> Reading text:
—————

Problem Statement
For this course, the focus will be more on the application of using existing models or tools to analyze the Twitter data instead of training any model with the data. The analysis will focus on how the topics, sentiment, and public opinion against the COVID-19 changed over time and what event happened causing the changes. For example, there could be a significant change in the public opinion about how we live with COVID-19 when the COVID-19 Vaccines are approved. Therefore, the task is to find the cluster of those on Twitter having the same opinion and figure out how and when it changed
Dataset
The following dataset contains collected tweets related to the COVID-19 vaccines used in the entire world on a large scale, such as Pfizer/BioNTech, Moderna used in the US, Sinovac used in China, Bharat Biotech used in India, Sputnik V used in Russia, and AstraZeneca in the UK through December 2020 to November 2021.
COVID-19 All Vaccines Tweets: Click HERE
Several usual data cleaning techniques are applied to prepare the data. It includes setting the tweets to lower case, removing all the hashtags, URLs, user handles, multiple spaces, special characters, single characters, and stop words. Moreover, those empty or duplicate tweets dropped. The final text looks like the chart in Fig1
Proposed Solution
The dataset, nltk and sklearn package, is used in this report for analysis. The nltk package is used to analyze the sentiment of the tweets, and sklearn is used to calculate the linear and polynomial regression of the change or tend regard to tweet.
The Result and Analysis
In this dataset, for the top 30 locations, half of the tweets come from India, North America, and the rest of the world. It is evident that the geolocation information needs more cleaning because some of them use state-level like Los Angeles, California, while others may in country-level like India. This problem will talk about it in the later section.
For the social media platform, a quarter of the users use Android, a quarter of the user use iPhone, 21% of users use the web browser, and the rest of the users sent tweets from different social media platforms like Instagram.
For the sentiment analysis, Neutral sentiment hold the dominate place, and positive is twice of negative sentiment.
Fig 5 shows how the number of tweets posted every day changed the count over time. It is easy to find related important Vaccine news or tweets posted by authority accounts for every peak. For example, on March 1st, there were 2905 tweets related to the vaccine after FDA authorized J &J vaccine. On November 3rd, there were 2151 tweets after the US government claimed 5 to 11-age children could get the vaccine. The linear and polynomial regression indicated that the number of vaccine topics is increasing overall. Even though there is no causation, there is a correlation between the news and the tweets.

—————

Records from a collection
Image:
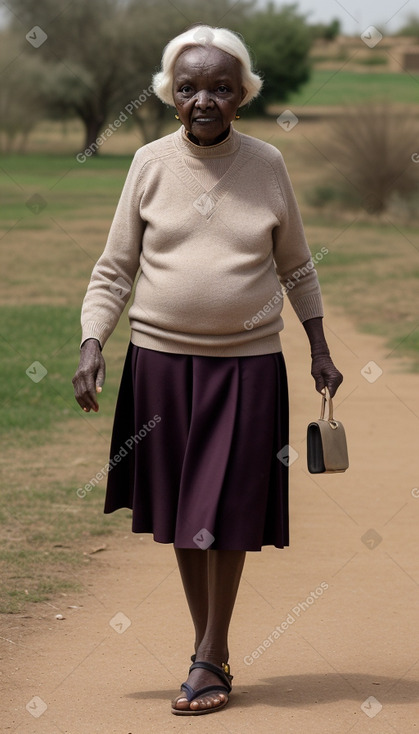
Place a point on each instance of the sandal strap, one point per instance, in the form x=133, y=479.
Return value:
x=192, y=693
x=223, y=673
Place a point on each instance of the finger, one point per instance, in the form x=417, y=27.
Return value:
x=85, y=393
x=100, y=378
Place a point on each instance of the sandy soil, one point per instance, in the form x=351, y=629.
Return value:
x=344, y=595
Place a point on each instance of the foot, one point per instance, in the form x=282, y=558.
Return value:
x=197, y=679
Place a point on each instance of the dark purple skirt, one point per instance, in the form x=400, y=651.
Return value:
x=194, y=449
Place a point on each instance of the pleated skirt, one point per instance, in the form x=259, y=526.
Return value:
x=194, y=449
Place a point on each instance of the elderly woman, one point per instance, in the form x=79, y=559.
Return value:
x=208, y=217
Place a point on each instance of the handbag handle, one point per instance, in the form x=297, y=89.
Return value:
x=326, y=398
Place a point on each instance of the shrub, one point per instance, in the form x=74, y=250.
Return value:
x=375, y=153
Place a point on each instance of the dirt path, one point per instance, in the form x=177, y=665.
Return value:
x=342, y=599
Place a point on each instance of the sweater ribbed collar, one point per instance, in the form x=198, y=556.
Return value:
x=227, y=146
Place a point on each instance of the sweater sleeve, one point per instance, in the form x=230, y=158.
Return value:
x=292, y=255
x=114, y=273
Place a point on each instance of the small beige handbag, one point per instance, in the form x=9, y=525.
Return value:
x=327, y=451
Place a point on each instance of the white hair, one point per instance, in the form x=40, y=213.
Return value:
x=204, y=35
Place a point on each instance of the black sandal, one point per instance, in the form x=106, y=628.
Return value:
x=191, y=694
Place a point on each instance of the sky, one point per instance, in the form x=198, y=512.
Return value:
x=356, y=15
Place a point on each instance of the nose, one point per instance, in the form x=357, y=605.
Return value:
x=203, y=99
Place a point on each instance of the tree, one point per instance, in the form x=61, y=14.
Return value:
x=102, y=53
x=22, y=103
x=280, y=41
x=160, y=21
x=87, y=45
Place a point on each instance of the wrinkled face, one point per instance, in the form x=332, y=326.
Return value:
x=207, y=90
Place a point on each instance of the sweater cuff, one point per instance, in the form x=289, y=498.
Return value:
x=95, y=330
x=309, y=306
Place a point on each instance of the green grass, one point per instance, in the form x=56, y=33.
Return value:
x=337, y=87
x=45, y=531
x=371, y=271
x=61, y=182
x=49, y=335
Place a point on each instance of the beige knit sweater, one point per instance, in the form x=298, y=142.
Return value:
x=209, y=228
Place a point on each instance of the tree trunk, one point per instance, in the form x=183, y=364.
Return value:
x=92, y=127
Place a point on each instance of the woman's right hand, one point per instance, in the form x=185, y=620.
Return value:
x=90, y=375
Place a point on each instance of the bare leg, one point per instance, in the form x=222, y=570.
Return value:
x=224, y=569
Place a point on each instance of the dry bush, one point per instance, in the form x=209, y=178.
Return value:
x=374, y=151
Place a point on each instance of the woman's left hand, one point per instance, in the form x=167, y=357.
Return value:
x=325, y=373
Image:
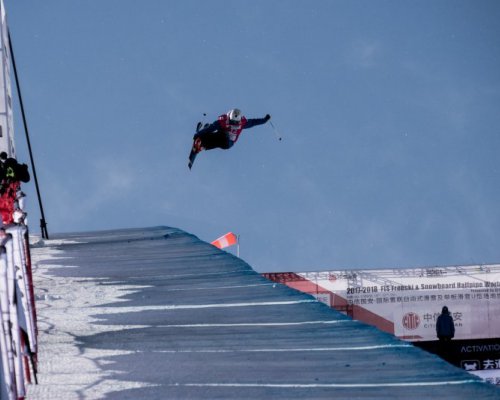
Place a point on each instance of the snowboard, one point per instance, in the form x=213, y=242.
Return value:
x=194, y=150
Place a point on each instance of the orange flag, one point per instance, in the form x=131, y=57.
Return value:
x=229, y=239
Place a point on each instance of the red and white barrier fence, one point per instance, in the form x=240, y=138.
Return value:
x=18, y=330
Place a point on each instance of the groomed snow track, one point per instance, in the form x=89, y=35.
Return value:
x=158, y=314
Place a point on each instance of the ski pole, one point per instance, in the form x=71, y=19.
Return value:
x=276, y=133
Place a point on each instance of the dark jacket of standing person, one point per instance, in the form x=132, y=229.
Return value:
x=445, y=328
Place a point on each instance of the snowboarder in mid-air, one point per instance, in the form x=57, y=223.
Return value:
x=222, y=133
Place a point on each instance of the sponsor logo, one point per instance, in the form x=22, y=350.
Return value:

—————

> Assigned task 1:
According to the vaccine tweets report, how many vaccine-related tweets were posted on March 1st?
> Assigned task 2:
Using the vaccine tweets report, explain why the geolocation information needs more cleaning.
> Assigned task 3:
Reproduce everything in the vaccine tweets report from "The Result and" down to "platforms like Instagram.".

> Worked solution 1:
There were 2905 tweets.

> Worked solution 2:
The locations are recorded at different levels. Some tweets give a state-level location such as Los Angeles, California, while others give a country-level location such as India.

> Worked solution 3:
The Result and Analysis
In this dataset, for the top 30 locations, half of the tweets come from India, North America, and the rest of the world. It is evident that the geolocation information needs more cleaning because some of them use state-level like Los Angeles, California, while others may in country-level like India. This problem will talk about it in the later section.
For the social media platform, a quarter of the users use Android, a quarter of the user use iPhone, 21% of users use the web browser, and the rest of the users sent tweets from different social media platforms like Instagram.